*SUPPLIED RECORDS*
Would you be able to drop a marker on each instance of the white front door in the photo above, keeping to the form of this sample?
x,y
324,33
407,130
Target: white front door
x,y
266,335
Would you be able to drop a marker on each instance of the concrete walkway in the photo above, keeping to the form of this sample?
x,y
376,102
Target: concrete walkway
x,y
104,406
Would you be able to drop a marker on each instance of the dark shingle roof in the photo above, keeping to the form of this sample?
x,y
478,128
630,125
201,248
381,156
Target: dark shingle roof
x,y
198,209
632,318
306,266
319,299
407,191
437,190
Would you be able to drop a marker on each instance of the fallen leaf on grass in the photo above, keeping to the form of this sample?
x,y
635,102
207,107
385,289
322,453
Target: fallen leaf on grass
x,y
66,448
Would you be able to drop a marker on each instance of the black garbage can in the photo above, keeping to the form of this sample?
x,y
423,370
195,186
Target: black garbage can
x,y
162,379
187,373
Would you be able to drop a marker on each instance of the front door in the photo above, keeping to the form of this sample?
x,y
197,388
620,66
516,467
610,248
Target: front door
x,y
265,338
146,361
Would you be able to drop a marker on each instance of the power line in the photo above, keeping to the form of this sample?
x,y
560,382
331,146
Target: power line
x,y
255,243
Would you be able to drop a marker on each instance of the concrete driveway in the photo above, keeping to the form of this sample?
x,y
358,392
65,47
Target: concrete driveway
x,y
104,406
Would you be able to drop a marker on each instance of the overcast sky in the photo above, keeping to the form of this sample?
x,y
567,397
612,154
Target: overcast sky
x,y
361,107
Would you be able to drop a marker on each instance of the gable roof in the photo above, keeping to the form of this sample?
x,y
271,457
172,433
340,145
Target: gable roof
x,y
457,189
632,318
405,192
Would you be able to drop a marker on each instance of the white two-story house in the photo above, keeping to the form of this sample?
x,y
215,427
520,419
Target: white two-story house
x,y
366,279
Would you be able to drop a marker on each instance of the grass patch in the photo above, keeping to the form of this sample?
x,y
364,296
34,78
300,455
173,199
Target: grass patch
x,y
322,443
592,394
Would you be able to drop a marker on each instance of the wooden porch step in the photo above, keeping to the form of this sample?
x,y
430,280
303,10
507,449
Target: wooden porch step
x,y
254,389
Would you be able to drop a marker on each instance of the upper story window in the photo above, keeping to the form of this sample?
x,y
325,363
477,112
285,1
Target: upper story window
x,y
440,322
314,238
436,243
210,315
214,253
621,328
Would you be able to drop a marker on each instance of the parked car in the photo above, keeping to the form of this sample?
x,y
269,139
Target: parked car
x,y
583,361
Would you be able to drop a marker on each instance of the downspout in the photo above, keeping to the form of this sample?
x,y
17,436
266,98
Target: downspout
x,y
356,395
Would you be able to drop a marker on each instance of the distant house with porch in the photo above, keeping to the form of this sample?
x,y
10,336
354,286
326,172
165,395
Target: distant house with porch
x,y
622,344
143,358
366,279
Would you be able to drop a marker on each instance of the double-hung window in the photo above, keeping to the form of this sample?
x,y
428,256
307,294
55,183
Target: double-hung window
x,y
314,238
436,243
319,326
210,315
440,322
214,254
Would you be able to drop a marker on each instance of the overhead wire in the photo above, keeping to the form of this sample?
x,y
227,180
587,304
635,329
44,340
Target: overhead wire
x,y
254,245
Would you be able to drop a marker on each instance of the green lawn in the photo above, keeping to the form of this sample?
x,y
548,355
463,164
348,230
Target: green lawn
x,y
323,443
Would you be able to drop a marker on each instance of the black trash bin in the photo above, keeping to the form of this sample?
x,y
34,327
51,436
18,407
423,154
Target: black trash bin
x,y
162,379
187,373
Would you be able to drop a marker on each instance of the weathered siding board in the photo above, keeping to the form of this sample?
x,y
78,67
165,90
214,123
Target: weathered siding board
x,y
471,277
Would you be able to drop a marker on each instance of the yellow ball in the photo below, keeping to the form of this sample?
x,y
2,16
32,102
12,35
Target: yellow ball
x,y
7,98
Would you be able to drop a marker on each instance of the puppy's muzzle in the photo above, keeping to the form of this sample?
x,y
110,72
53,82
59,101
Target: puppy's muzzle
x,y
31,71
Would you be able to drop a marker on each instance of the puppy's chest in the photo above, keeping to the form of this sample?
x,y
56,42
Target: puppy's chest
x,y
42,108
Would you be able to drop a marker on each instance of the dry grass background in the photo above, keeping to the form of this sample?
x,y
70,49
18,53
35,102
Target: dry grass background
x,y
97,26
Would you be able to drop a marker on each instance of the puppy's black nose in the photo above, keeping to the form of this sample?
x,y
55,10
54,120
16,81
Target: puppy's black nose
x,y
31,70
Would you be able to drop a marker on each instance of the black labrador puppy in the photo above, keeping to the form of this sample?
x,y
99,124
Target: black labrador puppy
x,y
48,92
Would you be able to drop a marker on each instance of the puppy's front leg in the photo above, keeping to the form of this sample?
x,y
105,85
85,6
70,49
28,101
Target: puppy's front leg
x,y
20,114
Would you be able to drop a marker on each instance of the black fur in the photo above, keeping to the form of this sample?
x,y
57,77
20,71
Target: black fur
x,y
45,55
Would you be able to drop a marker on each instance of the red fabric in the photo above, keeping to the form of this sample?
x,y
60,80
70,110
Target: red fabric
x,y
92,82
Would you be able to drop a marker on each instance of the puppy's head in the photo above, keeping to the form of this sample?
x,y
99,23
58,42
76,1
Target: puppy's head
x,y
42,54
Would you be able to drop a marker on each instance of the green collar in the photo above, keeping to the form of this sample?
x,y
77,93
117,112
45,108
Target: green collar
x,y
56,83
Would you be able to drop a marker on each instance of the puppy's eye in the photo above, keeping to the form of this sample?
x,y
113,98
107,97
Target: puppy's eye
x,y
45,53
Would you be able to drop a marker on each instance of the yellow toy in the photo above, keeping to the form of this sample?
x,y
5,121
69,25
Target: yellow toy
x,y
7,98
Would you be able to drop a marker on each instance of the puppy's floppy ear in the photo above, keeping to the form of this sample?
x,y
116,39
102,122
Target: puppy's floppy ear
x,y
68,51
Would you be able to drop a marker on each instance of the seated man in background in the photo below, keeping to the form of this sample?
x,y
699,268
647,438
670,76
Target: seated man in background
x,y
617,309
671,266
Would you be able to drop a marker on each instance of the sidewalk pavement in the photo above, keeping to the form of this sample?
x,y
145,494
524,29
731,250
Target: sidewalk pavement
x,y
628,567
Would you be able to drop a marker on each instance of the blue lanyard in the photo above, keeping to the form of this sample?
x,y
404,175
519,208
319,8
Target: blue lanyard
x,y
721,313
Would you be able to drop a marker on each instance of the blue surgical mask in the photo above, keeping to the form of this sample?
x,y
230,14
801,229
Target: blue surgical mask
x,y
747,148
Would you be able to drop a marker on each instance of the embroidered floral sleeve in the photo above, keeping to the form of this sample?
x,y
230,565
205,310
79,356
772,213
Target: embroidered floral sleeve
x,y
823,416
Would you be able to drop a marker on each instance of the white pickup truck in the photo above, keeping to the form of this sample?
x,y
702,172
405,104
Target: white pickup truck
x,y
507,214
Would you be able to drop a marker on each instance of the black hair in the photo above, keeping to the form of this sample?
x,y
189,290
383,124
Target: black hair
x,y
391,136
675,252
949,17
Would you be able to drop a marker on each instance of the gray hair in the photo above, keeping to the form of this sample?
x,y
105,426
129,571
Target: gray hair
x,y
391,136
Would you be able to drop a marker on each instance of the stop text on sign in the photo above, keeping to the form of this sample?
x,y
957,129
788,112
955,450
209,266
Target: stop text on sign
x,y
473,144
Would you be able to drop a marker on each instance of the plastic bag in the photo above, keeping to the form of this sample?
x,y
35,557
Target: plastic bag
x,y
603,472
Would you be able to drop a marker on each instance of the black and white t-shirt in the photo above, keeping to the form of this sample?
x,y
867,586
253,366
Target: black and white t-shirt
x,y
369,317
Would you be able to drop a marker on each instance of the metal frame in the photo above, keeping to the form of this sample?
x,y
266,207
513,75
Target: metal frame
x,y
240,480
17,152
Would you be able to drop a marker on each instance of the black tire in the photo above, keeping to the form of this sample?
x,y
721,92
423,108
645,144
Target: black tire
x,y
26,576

*EXERCISE AIM*
Transcribe exactly, and only, the lines from the one holding "of the metal" through the final line of the listing.

*EXERCISE ANSWER*
Would you be able to drop a marker on each instance of the metal frame in the photo above, keeping to the form of this sample?
x,y
266,207
513,75
Target: metal frame
x,y
240,480
17,152
Would you be able to drop a marker on each instance of the black tire in the photo above, keeping to the form of this sample?
x,y
721,92
423,108
645,144
Target: black tire
x,y
26,576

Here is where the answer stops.